## Start Data records

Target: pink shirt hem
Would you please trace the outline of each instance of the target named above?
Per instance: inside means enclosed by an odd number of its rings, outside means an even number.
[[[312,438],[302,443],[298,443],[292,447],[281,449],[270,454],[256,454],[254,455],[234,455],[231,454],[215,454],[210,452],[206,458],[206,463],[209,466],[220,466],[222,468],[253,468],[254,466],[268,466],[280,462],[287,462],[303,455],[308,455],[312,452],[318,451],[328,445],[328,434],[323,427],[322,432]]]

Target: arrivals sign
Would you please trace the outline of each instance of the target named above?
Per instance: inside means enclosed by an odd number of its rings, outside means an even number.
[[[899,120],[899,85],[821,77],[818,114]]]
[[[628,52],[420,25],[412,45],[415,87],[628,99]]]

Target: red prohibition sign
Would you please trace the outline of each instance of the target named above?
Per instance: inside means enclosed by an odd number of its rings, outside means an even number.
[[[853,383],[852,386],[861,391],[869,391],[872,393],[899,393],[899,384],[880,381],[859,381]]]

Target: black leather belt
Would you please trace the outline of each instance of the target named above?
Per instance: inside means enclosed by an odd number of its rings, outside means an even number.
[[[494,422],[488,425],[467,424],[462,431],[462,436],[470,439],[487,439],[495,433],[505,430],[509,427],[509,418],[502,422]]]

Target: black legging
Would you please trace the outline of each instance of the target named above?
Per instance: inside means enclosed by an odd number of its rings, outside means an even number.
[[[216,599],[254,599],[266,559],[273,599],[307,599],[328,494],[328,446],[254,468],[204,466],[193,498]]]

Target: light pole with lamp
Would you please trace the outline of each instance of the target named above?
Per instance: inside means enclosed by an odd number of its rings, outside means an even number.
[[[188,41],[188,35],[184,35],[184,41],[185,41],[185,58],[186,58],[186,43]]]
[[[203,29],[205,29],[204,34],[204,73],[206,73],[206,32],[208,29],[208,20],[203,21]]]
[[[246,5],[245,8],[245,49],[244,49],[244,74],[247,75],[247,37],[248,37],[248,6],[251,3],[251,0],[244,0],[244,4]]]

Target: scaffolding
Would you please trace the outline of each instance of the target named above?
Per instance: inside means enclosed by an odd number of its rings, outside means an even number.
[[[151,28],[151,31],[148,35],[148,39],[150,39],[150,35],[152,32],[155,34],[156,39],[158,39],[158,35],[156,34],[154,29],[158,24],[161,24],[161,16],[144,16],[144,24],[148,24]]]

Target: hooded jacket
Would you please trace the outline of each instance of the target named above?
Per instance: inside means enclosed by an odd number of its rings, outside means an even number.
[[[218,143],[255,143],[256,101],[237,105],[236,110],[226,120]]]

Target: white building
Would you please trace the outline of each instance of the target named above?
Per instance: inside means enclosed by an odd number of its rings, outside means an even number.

## End Data records

Reproduce each line verbatim.

- Right answer:
Target: pink shirt hem
Would you please trace the outline of each instance of the target named above?
Per instance: inside means enclosed by an odd number of its rings, outside means an even number.
[[[312,438],[302,443],[298,443],[292,447],[281,449],[270,454],[256,454],[254,455],[234,455],[231,454],[215,454],[210,452],[206,458],[206,463],[209,466],[220,466],[222,468],[253,468],[254,466],[268,466],[280,462],[287,462],[303,455],[308,455],[312,452],[318,451],[328,445],[328,434],[323,427],[322,432]]]

Target: arrivals sign
Would you please trace the outline of each instance of the target named above?
Per instance: inside means enclosed by an odd number of its rings, outside means an even number.
[[[899,120],[899,85],[821,77],[818,114]]]
[[[628,52],[420,25],[412,45],[415,87],[628,99]]]

Target: red prohibition sign
Would you please trace the outline of each instance of the target named above?
Per instance: inside means enclosed by an odd number of its rings, outside means an even number.
[[[853,383],[852,386],[861,391],[869,391],[872,393],[899,393],[899,384],[880,381],[859,381]]]

Target: black leather belt
Would you please trace the outline of each instance of the target named above?
Per instance: inside means enclosed by an odd number of its rings, outside means an even number.
[[[494,422],[488,425],[467,424],[462,431],[462,436],[470,439],[487,439],[495,433],[505,430],[509,427],[509,418],[502,422]]]

Target: black legging
Would you please trace the outline of each instance of the target named above?
Per instance: inside means enclosed by an odd number of its rings, outside means an even number.
[[[216,599],[254,599],[266,559],[273,599],[307,599],[328,494],[328,446],[254,468],[204,466],[193,498]]]

Target: light pole with lamp
Would you please trace the outline of each instance of the target named above?
Per instance: inside means enclosed by an odd number of its rings, outside means an even number.
[[[188,41],[188,35],[184,35],[184,41],[185,41],[185,58],[186,58],[186,43]]]
[[[203,29],[205,29],[204,34],[204,73],[206,73],[206,32],[208,29],[208,20],[203,21]]]
[[[246,5],[245,8],[245,49],[244,49],[244,74],[247,75],[247,37],[248,37],[248,6],[251,3],[251,0],[244,0],[244,4]]]

Target: scaffolding
Would you please trace the outline of each instance of the target named above?
Per instance: inside means enclosed by an odd number of its rings, outside means an even number.
[[[151,28],[151,31],[148,35],[148,39],[150,39],[150,35],[152,32],[155,34],[156,39],[158,39],[158,35],[156,34],[154,29],[158,24],[161,24],[161,16],[144,16],[144,24],[148,24]]]

Target: hooded jacket
Would you please trace the outline of each instance of the target named above?
Per instance: inside means enclosed by an odd number of its rings, outside means an even number.
[[[218,143],[255,143],[256,101],[237,105],[236,110],[226,120]]]

Target: white building
Would you please trace the outline of each instance of the target named above?
Per instance: inside means enclosed by an odd number of its rings, outside means an even number.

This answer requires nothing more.